→ EXTRAIT DU DOCUMENT:
Intervention de Michèle André

Réunion du 11 décembre 2014 à 21h30
Loi de finances rectificative pour 2014 — Discussion générale

Photo de Michèle AndréMichèle André, présidente de la commission des finances :

Pour ma part, je considère que la France, dont le PIB représente 20 % de celui de la zone euro, rend service à l’ensemble de la zone en refusant de prendre des mesures par trop récessives. En effet, il ne fait aucun doute que la zone euro inquiète, parce qu’elle peine à renouer avec la croissance économique et que le spectre de la déflation s’y fait de plus en plus présent.

Cette « exception » de la zone euro ressort clairement des récentes publications du Fonds monétaire international sur l’économie mondiale. En 2013, le produit intérieur brut de la zone euro reculait de 0, 4 %, alors que les économies avancées affichaient une croissance de 1, 4 %, celle-ci atteignant même 2, 2 % aux États-Unis. Cette situation semble vouloir se prolonger, puisque le Fonds monétaire international prévoit une croissance de 1, 8 % en 2014 et de 2, 3 % en 2015 dans les économies avancées, alors que l’activité ne progresserait que de 0, 8 % et de 1, 3 % dans la zone euro au cours de ces deux années. Cette situation est d’autant plus inquiétante que ce diagnostic est partagé par l’OCDE et par la Commission européenne elle-même.

Par ailleurs, si le ralentissement de l’inflation a concerné l’ensemble des économies en 2012 et en 2013, ce phénomène ne semble vouloir perdurer que dans la zone euro. Selon le FMI, encore une fois, l’inflation dans la zone euro serait de 0, 5 % en 2014 et de 0, 9 % en 2015, contre 1, 6 % et 1, 8 % dans les autres économies avancées.

Dans ces conditions, il n’est pas surprenant que différentes instances internationales demandent que des mesures en faveur de la croissance dans la zone euro soient adoptées au plus vite. En effet, les interdépendances économiques nées de la mondialisation font que le ralentissement de l’activité en Europe, premier partenaire commercial de la Chine ou encore des États-Unis, constitue une menace pour l’ensemble du monde. Lorsque les chefs d’État ou de gouvernement réunis à Brisbane, dans le cadre du G20, demandent des actions énergiques afin de renforcer la croissance et de créer des « emplois de qualité », la zone euro apparaît comme la première concernée.

→ DONNÉES FOURNIES:
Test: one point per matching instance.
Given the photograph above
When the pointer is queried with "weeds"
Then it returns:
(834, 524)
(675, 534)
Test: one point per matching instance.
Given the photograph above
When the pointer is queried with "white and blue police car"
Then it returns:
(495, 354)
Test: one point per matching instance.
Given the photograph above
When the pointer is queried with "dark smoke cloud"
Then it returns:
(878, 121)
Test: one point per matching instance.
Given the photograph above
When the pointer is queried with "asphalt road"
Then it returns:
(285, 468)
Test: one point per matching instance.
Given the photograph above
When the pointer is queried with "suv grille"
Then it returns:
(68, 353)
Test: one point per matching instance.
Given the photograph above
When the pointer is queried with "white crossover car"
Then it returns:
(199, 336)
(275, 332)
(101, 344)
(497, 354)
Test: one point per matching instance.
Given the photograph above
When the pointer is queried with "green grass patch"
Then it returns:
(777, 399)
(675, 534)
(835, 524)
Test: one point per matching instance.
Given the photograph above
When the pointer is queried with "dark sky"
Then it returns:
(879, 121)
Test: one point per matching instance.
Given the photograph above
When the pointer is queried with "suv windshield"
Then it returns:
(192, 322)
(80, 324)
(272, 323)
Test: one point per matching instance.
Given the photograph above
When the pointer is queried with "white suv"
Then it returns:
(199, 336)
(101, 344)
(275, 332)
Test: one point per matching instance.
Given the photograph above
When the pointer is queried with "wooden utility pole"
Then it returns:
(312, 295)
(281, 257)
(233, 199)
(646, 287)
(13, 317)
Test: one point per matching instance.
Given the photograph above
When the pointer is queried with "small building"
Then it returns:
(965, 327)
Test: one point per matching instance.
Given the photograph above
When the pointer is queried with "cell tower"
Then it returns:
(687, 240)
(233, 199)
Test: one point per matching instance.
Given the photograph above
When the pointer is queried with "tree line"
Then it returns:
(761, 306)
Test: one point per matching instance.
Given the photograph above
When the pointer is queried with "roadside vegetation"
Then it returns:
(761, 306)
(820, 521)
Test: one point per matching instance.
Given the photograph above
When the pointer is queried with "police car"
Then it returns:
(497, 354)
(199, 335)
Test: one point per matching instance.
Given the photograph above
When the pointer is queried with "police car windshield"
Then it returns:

→ À FAIRE:
- A) Veuillez expliquer en une à trois phrases pourquoi, d'après l'extrait, le ralentissement de l'activité en Europe constitue une menace pour l'ensemble du monde.
- B) Recopiez sans rien changer le passage de l'extrait qui s'ouvre sur les mots contenant « Pour ma part, je » et se termine par « en plus présent. ».
- C) Dressez la liste complète des organisations et instances internationales mentionnées dans l'extrait.
Les entrées ne servent à rien ici.

→ CORRIGÉ:
- A) Ce ralentissement menace le monde entier à cause des interdépendances économiques nées de la mondialisation. L'Europe est en effet le premier partenaire commercial de la Chine ou encore des États-Unis.

- B)
Pour ma part, je considère que la France, dont le PIB représente 20 % de celui de la zone euro, rend service à l’ensemble de la zone en refusant de prendre des mesures par trop récessives. En effet, il ne fait aucun doute que la zone euro inquiète, parce qu’elle peine à renouer avec la croissance économique et que le spectre de la déflation s’y fait de plus en plus présent.

- C)
- Fonds monétaire international (FMI)
- OCDE
- Commission européenne
- G20